TASK TO CARRY OUT: Turn every line of the material below into a numbered list, and leave out any blank lines.

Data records
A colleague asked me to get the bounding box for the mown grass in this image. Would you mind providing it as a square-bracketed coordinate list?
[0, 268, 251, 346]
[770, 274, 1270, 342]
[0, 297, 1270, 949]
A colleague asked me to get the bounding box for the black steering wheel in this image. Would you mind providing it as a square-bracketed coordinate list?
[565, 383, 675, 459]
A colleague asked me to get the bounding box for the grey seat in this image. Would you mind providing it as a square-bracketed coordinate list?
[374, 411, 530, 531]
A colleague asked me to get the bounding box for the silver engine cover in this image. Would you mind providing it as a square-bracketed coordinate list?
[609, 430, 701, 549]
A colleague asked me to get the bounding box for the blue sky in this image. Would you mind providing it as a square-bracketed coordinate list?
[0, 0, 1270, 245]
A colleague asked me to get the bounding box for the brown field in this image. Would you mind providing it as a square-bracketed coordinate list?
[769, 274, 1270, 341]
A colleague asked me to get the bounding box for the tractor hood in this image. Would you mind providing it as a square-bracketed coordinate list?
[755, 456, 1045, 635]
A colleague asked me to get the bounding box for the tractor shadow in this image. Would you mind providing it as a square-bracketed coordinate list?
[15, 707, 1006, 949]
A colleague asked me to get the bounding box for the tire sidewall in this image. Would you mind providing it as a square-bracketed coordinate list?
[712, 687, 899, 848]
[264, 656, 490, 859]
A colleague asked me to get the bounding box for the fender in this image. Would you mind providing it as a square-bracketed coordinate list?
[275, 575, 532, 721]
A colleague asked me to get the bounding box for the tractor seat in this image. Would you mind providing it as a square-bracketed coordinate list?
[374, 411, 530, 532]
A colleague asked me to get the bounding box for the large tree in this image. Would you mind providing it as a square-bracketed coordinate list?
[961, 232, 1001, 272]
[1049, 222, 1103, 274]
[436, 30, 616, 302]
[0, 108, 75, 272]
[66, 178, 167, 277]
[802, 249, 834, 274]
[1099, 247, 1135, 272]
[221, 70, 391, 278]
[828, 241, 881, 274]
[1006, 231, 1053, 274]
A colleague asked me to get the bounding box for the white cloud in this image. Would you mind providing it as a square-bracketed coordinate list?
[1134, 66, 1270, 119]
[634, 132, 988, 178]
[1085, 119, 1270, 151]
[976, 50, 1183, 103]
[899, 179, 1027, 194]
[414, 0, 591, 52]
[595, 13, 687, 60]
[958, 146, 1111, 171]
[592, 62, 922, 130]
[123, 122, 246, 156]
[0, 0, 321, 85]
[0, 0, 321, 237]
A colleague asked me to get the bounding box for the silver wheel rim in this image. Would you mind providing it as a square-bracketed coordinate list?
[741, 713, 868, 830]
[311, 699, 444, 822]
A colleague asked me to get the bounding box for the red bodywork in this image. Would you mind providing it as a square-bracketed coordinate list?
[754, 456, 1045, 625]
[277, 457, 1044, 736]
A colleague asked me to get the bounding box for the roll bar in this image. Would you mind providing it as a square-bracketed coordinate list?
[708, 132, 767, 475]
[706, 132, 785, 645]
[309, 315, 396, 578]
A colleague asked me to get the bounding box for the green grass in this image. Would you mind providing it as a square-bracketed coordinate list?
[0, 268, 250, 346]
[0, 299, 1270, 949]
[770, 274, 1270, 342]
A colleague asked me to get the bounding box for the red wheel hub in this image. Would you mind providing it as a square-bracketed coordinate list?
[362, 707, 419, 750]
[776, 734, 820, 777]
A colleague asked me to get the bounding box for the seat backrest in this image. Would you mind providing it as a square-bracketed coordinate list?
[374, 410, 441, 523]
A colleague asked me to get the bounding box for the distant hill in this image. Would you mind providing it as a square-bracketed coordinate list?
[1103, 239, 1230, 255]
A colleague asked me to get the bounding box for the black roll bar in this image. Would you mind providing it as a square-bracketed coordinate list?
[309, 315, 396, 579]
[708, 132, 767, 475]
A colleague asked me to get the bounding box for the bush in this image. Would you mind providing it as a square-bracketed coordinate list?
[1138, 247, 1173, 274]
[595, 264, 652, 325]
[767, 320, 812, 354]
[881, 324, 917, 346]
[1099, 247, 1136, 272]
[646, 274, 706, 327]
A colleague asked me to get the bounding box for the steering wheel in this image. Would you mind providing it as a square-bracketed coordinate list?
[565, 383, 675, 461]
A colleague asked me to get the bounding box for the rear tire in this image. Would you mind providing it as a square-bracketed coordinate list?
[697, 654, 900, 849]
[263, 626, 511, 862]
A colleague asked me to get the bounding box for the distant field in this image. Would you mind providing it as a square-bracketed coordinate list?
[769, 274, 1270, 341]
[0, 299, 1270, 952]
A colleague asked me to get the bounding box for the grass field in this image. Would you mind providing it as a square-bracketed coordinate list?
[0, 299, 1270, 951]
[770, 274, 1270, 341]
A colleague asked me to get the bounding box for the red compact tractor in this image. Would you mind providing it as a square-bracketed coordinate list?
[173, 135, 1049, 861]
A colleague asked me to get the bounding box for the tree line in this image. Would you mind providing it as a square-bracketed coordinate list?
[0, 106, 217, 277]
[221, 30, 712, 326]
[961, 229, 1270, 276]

OUTPUT BELOW:
1. A colleague asked me to get the bounding box for the mown grass in this image. Would you mind providing it as a square-bracketed coordinate list?
2. [0, 268, 251, 346]
3. [770, 274, 1270, 342]
4. [0, 297, 1270, 949]
5. A colleague asked me to get the bounding box for the black steering wheel in this image. Would you mind providing it as a square-bracketed coordinate list?
6. [565, 383, 675, 459]
7. A colleague asked me to get the bounding box for the grey seat in this image. Would you mind providing it as a square-bracketed coordinate list?
8. [374, 411, 530, 531]
9. A colleague asked me to get the bounding box for the silver engine cover in this image. Would you mind providing it as a square-bracketed coordinate list?
10. [609, 430, 701, 549]
11. A colleague asked me to get the bounding box for the blue sky in this image. Would you mind providing it as a square-bracketed coordinate list?
12. [0, 0, 1270, 245]
13. A colleague asked me to get the bounding box for the brown field in this image. Would you mind providing it as a square-bracketed coordinate list?
14. [769, 274, 1270, 341]
15. A colleague asked me to get the bounding box for the tractor hood in this image. Would you mind providing it as a square-bracketed coordinate list?
16. [755, 456, 1045, 635]
17. A colleague asked me to get the bounding box for the tractor shadow in this image. Would you mind providing it as a square-bracketed coordinate list?
18. [15, 707, 1006, 949]
19. A colleague asked me to get the bounding box for the tire sidewall in this image. Would you mind providing it as a square-bracketed coordinate list?
20. [712, 687, 899, 848]
21. [264, 656, 490, 859]
22. A colleague asked me to get the bounding box for the fender in this image. Would you mind providing it as a square-bracketed coordinate list?
23. [275, 575, 532, 721]
24. A colleague asked me to get the bounding box for the tractor seat in this image. Would you mind providing it as a square-bracketed coordinate list?
25. [374, 411, 530, 532]
26. A colleague asked me to get the bounding box for the large tree in this image. Would you mind providing it as a square-bracketed coordinate list?
27. [961, 232, 1001, 272]
28. [1049, 222, 1103, 274]
29. [436, 30, 616, 302]
30. [0, 108, 75, 272]
31. [66, 178, 167, 277]
32. [802, 249, 834, 274]
33. [1099, 247, 1135, 272]
34. [221, 70, 391, 278]
35. [828, 241, 881, 274]
36. [1006, 231, 1053, 274]
37. A colleague asked me to get the bounding box for the white cloud in this image. Would you mind providing it as a square-bracketed coordinate list?
38. [1134, 66, 1270, 119]
39. [634, 132, 988, 178]
40. [1085, 119, 1270, 151]
41. [976, 50, 1183, 103]
42. [899, 179, 1027, 194]
43. [414, 0, 591, 52]
44. [595, 13, 687, 60]
45. [958, 146, 1111, 171]
46. [592, 62, 922, 130]
47. [123, 122, 246, 156]
48. [0, 0, 321, 85]
49. [0, 0, 321, 237]
50. A colleague asked me to get the bounding box for the silver wheel rim in this image. Would you mind providing it as a square-bracketed coordinate list?
51. [741, 713, 868, 830]
52. [311, 699, 444, 822]
53. A colleague asked me to get the bounding box for the red bodywork in this image. Would you mind providing it as a square-bracketed coordinate list?
54. [754, 456, 1045, 625]
55. [277, 457, 1044, 736]
56. A colleague asked me to get the bounding box for the roll bar in this image. Would you mind providing it as a square-bracketed coordinate list?
57. [708, 132, 767, 475]
58. [706, 132, 785, 645]
59. [309, 315, 396, 578]
60. A colleague asked me to get the bounding box for the green grass in this image. Would you mind providing it as a square-bracketed coordinate list?
61. [0, 268, 250, 346]
62. [0, 299, 1270, 949]
63. [770, 274, 1270, 342]
64. A colleague asked me to get the bounding box for the red wheel hub in this image. Would you mind providing it as a square-bracketed coordinate list?
65. [362, 707, 419, 750]
66. [776, 734, 820, 777]
67. A colleague asked me to get the bounding box for the seat backrest in this image. Would you mind providing it as a square-bracketed coordinate list?
68. [374, 410, 441, 523]
69. A colleague asked me to get the bounding box for the distant hill in this image. Would you mind providing it as a square-bracketed coordinate list?
70. [1103, 239, 1230, 255]
71. A colleague asked me to get the bounding box for the black roll bar in this image. Would you mind providing it as a square-bracketed coordinate list?
72. [309, 315, 396, 579]
73. [708, 132, 767, 475]
74. A colleague asked me to get the bounding box for the bush in this image. Would you mind providing it as a square-bracketed coordinate list?
75. [1138, 247, 1173, 274]
76. [595, 264, 652, 325]
77. [767, 320, 812, 354]
78. [881, 324, 917, 346]
79. [1099, 247, 1136, 272]
80. [646, 274, 706, 327]
81. A colleague asked me to get the bounding box for the steering wheel in this image. Would you mind providing it as a square-bracketed coordinate list?
82. [565, 383, 675, 461]
83. A colleague asked me to get the bounding box for the rear tire in this image. Would you mind providing it as a square-bracketed coordinate list?
84. [697, 654, 900, 849]
85. [263, 626, 511, 862]
86. A colleague asked me to get the bounding box for the distant field in this image. Would you mind providing it as a square-bracketed coordinate list?
87. [769, 274, 1270, 341]
88. [0, 299, 1270, 952]
89. A colleague asked me to get the bounding box for the grass field in this image. Would you mind providing it as a square-bracketed coordinate list?
90. [0, 299, 1270, 951]
91. [770, 274, 1270, 341]
92. A colleague asked me to get the bounding box for the red compact tractor in this image. Would you mind providing it as a square-bracketed coordinate list?
93. [173, 135, 1049, 861]
94. A colleague asked me to get the bounding box for the tree line in this image. Would you mind providing it as a square-bracketed coordinate list?
95. [0, 106, 217, 277]
96. [221, 30, 712, 326]
97. [961, 229, 1270, 276]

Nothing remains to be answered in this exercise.